__TEXTO DA PÁGINA__:
╔══
Contratos blindados?

Li com atenção o esclarecimento feito, ao abrigo do n.º 24 da lei de Imprensa, pelo Ministério da Segurança Social.

tratava-se de clarificar a ‘herança’ de uma viatura de luxo para o serviço de sua excelência o ministro que, com um ar jovem e convicto, foi à cerimónia de tomada de posse do governo ao qual pertence na sua lambreta pessoal, com o respectivo capacete enfiado na cabeça.

nesse dia, ele virou herói da meia dúzia de adolescentes que vêem os telejornais e prestam atenção ao que parece diferente.

o referido esclarecimento explica detalhadamente que o contrato da viatura oficial atribuída ao ministro expirou poucos dias após a tomada de posse, e que este pediu à central de compras do estado que a substituísse. e a central de compras só tinha disponível o audi em questão, encomendado pelo secretário de estado da energia do anterior governo, dr. carlos zorrinho, que não teve tempo de usufruir do seu conforto.
╚══
__OBJETIVO DO EXERCÍCIO__:
Diga se cada afirmação concorda com o texto sobre a viatura oficial do ministro, respondendo sim ou não e citando as palavras do texto que o decidem: (a) o contrato da viatura oficial do ministro expirou poucos dias após a tomada de posse; (b) o ministro foi à cerimónia de tomada de posse num automóvel de luxo; (c) o Audi tinha sido encomendado pelo secretário de Estado da Energia do anterior governo.

__DADOS FORNECIDOS__:
╔══
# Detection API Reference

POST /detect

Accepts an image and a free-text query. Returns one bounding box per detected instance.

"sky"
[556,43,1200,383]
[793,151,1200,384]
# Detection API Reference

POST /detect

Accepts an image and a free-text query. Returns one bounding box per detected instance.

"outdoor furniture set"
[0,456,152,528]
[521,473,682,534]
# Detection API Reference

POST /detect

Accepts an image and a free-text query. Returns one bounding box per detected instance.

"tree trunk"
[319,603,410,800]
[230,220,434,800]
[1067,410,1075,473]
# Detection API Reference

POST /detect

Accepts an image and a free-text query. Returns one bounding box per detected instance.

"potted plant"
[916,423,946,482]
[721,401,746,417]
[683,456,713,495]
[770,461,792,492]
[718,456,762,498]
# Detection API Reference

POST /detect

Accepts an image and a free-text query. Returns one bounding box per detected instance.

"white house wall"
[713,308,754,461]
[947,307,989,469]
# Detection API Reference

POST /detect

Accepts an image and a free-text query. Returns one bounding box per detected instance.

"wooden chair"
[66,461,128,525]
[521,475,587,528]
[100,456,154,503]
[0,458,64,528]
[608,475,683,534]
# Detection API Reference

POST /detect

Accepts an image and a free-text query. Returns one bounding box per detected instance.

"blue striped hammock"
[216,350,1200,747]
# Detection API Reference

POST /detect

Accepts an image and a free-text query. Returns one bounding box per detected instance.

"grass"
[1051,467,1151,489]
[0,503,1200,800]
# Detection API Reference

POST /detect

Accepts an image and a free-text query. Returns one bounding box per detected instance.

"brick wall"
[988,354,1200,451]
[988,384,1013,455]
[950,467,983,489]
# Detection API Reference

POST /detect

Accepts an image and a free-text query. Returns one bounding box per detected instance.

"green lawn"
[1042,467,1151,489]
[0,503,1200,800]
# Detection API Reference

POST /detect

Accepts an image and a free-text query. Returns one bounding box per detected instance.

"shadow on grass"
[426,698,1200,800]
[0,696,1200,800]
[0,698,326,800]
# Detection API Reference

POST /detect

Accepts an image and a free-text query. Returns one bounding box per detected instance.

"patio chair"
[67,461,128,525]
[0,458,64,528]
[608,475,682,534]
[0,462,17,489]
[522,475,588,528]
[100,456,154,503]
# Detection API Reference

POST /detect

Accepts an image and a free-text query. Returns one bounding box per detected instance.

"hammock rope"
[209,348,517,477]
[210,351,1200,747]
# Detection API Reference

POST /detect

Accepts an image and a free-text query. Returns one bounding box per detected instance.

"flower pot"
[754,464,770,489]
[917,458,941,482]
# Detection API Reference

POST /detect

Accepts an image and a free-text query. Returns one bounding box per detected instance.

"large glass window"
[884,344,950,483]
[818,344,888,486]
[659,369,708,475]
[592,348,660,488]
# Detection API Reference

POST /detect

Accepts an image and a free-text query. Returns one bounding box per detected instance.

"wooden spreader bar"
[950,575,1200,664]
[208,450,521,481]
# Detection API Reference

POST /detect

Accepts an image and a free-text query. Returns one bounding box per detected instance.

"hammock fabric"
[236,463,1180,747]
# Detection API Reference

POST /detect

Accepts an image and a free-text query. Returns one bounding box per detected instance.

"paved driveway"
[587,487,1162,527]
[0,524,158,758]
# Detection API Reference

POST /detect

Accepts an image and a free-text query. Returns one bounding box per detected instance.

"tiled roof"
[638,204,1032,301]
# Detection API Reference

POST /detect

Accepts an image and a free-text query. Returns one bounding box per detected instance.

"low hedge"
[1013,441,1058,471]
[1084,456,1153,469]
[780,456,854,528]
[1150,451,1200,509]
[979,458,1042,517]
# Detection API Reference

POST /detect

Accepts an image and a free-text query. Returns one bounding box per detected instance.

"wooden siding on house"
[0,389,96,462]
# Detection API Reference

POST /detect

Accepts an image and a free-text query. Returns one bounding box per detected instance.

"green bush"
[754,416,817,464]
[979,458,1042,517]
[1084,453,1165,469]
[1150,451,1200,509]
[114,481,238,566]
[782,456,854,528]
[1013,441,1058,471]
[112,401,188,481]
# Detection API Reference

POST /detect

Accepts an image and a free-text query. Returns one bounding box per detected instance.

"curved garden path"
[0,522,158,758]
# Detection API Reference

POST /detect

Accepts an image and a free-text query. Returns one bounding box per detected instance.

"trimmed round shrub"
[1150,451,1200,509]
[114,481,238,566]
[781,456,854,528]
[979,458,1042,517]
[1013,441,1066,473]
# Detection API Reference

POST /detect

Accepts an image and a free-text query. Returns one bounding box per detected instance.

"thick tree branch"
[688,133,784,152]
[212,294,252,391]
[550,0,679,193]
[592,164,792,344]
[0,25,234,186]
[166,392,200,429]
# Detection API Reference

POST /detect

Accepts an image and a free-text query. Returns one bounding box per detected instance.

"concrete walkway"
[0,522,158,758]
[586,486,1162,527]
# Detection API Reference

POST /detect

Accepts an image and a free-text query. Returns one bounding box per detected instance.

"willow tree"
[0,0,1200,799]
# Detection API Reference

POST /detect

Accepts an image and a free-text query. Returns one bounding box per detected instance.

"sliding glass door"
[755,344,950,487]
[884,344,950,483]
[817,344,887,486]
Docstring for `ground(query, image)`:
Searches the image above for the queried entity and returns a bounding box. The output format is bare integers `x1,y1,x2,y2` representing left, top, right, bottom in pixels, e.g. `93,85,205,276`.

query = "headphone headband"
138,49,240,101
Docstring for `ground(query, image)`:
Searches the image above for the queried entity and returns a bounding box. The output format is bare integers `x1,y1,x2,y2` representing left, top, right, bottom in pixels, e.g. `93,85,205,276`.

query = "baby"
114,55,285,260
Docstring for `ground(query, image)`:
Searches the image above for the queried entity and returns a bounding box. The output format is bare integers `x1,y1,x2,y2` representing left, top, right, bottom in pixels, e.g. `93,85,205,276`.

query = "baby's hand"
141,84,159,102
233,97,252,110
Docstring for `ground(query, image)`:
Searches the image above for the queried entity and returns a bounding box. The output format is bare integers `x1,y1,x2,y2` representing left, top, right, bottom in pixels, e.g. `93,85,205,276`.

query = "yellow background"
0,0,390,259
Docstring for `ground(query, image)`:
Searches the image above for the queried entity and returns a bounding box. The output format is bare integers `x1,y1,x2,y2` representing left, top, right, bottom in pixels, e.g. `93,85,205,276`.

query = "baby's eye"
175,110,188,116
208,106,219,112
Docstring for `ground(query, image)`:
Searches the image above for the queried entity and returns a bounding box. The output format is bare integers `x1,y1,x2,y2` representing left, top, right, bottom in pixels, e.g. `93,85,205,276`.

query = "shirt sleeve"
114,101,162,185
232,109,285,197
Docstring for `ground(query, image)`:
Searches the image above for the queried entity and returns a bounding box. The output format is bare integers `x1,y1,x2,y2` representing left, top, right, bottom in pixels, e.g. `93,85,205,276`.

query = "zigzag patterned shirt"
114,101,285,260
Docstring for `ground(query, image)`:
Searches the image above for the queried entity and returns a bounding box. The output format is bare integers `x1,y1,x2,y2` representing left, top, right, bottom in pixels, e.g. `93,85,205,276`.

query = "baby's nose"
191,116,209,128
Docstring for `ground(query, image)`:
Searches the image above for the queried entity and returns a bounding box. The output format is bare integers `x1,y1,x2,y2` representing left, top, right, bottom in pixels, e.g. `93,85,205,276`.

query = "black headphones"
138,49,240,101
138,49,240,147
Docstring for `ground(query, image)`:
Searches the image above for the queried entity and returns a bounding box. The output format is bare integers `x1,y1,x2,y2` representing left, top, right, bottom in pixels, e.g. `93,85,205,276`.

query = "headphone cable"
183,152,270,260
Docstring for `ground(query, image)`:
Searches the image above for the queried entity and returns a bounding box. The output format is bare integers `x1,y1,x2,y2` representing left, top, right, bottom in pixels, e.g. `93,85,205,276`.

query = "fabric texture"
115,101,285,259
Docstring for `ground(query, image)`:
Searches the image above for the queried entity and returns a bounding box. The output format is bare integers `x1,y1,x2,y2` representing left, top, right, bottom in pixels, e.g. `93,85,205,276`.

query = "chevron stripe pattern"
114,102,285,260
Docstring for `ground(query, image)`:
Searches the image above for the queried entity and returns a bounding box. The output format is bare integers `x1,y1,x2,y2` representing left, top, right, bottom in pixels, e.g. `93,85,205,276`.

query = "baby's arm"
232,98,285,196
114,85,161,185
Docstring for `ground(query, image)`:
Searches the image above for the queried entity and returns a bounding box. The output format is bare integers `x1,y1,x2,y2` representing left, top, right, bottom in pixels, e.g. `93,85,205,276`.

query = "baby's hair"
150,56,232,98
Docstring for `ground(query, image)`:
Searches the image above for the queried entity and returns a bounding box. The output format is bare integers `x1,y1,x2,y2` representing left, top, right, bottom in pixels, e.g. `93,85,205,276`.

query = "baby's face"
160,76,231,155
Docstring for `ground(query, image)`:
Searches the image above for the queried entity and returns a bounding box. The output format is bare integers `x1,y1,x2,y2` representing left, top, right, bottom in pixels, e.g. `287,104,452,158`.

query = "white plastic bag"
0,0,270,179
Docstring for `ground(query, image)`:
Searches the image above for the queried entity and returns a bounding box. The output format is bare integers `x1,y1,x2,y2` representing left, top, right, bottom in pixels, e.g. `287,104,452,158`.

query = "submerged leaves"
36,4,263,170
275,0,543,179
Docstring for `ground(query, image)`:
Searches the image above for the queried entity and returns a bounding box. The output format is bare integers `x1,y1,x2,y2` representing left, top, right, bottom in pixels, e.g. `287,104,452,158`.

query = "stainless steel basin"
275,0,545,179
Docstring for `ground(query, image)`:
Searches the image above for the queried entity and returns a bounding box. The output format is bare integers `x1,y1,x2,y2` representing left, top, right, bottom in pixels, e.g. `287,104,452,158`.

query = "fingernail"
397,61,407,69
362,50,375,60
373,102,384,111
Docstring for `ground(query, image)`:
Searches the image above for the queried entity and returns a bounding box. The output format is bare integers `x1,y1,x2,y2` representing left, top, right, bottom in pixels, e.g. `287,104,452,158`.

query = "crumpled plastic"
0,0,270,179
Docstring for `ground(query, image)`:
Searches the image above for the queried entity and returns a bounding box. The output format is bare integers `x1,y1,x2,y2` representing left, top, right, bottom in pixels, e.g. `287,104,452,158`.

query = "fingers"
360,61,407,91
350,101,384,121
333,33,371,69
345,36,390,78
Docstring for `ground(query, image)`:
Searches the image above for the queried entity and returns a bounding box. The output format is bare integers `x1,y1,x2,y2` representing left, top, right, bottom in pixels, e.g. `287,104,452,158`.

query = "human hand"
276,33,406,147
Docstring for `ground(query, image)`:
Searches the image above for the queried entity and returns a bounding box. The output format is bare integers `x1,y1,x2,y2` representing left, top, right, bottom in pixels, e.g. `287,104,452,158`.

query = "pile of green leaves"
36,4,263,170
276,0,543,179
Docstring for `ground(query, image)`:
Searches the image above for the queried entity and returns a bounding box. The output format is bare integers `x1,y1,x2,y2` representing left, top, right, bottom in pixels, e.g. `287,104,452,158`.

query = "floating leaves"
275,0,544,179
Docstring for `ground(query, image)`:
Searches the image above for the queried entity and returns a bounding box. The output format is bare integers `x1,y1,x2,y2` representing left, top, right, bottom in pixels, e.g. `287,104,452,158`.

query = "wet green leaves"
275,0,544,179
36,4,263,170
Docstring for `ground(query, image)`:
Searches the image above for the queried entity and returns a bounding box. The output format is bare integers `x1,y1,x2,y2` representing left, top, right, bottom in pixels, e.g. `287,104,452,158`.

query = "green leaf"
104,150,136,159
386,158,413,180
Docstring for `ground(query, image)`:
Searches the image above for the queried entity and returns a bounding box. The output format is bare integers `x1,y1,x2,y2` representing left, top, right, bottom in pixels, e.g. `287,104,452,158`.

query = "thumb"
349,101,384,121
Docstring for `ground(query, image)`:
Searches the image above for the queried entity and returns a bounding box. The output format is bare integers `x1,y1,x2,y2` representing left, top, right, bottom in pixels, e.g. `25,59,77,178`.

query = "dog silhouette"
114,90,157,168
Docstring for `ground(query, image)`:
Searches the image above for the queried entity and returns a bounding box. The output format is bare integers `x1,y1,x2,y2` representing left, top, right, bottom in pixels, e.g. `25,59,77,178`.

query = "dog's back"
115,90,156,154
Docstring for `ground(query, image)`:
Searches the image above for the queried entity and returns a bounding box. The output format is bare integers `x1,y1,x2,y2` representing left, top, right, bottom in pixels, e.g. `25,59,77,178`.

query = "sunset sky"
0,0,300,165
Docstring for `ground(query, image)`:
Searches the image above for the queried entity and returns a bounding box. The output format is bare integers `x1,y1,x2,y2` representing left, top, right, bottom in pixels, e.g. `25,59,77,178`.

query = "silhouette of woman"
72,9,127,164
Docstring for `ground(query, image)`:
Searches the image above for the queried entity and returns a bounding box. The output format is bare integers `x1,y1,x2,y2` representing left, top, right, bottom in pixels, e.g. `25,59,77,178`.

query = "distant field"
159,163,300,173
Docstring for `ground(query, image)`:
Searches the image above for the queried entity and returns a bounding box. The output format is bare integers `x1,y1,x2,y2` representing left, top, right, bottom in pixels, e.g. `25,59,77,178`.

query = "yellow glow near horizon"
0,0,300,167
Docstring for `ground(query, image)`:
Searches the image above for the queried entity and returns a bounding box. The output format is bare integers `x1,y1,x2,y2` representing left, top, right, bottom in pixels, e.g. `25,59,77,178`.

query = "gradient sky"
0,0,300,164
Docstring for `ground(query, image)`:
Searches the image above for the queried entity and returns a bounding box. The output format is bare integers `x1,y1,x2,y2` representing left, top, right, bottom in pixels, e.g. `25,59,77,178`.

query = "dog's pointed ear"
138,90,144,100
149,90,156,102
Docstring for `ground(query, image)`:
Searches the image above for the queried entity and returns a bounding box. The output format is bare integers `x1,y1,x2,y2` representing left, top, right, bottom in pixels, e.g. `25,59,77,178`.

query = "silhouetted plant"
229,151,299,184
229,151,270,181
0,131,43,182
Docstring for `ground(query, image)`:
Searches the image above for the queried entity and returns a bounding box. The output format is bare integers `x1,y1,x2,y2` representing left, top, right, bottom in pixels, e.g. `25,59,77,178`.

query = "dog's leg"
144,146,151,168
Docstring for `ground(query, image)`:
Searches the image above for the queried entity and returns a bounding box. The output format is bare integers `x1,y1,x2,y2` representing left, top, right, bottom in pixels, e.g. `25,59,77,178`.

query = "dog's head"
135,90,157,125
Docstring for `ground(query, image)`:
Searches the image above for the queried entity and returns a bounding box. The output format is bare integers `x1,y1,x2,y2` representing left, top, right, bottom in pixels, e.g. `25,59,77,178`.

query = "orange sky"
╚══
__RESPOSTA__:
(a) Sim: "o contrato da viatura oficial atribuída ao ministro expirou poucos dias após a tomada de posse".
(b) Não: "foi à cerimónia de tomada de posse do governo ao qual pertence na sua lambreta pessoal".
(c) Sim: "encomendado pelo secretário de estado da energia do anterior governo".